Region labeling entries
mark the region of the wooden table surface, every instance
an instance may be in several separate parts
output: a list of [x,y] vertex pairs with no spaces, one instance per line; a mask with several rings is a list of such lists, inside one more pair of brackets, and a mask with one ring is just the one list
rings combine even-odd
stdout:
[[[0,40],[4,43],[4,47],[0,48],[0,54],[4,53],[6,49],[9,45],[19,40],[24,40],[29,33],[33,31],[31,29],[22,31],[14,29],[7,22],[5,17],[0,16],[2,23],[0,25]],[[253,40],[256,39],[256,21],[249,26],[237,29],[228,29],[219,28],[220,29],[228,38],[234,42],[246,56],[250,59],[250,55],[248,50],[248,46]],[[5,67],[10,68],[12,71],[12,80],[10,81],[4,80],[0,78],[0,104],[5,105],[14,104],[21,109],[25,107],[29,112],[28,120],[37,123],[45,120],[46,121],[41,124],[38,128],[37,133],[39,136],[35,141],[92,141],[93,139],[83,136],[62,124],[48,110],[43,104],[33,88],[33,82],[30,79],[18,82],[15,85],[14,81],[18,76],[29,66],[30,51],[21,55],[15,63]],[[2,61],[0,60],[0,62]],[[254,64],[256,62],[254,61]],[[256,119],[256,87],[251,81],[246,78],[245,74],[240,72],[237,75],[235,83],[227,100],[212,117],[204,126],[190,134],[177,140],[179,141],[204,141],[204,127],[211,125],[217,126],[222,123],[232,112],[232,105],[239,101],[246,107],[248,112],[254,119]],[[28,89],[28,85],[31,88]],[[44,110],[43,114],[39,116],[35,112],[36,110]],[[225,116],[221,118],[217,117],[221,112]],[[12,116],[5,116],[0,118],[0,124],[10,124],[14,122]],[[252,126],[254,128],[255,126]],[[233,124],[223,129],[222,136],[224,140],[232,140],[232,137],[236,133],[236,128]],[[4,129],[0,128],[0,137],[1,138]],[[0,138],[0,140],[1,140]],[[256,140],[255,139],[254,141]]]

_Exercise_
Quote every line of the entries above verbatim, with nothing changed.

_Right answer_
mark the region of the wooden table surface, every instance
an instance may be in several separate parts
output: a list of [x,y] vertex pairs with no spaces, one instance per line; a mask with several rings is a list of such lists, inside one more pair of brackets, and a mask with one ring is just the one list
rings combine even-odd
stdout:
[[[0,40],[4,43],[4,47],[0,48],[0,54],[4,53],[6,49],[9,45],[19,40],[24,40],[29,33],[33,31],[31,29],[22,31],[14,29],[7,22],[5,17],[0,16],[2,23],[0,25]],[[253,40],[256,39],[256,21],[249,26],[237,29],[228,29],[219,28],[220,29],[228,38],[234,42],[246,56],[250,59],[250,55],[248,50],[248,46]],[[5,67],[10,68],[12,71],[12,80],[10,81],[4,80],[0,78],[0,104],[5,105],[14,104],[21,109],[25,107],[29,112],[28,120],[37,123],[45,120],[46,121],[41,124],[38,128],[37,133],[39,136],[35,141],[92,141],[93,139],[83,136],[62,124],[48,110],[43,104],[33,88],[33,82],[30,79],[18,82],[15,85],[14,81],[18,76],[29,66],[30,51],[21,55],[15,63]],[[2,61],[0,60],[0,62]],[[254,64],[256,62],[254,61]],[[256,119],[256,87],[251,81],[246,78],[245,74],[240,72],[237,75],[235,83],[227,100],[212,117],[204,126],[190,134],[177,140],[179,141],[204,141],[204,127],[211,125],[217,126],[222,123],[232,112],[232,105],[239,101],[246,107],[248,112],[254,119]],[[28,89],[28,85],[31,88]],[[44,110],[43,114],[39,116],[35,112],[36,110]],[[225,116],[221,118],[217,117],[221,112]],[[12,116],[5,116],[0,118],[0,124],[10,124],[14,122]],[[252,126],[254,128],[255,126]],[[233,124],[223,129],[222,136],[224,140],[232,140],[232,137],[236,133],[236,128]],[[4,129],[0,128],[0,137],[1,138]],[[0,138],[0,140],[1,140]],[[256,140],[255,139],[254,141]]]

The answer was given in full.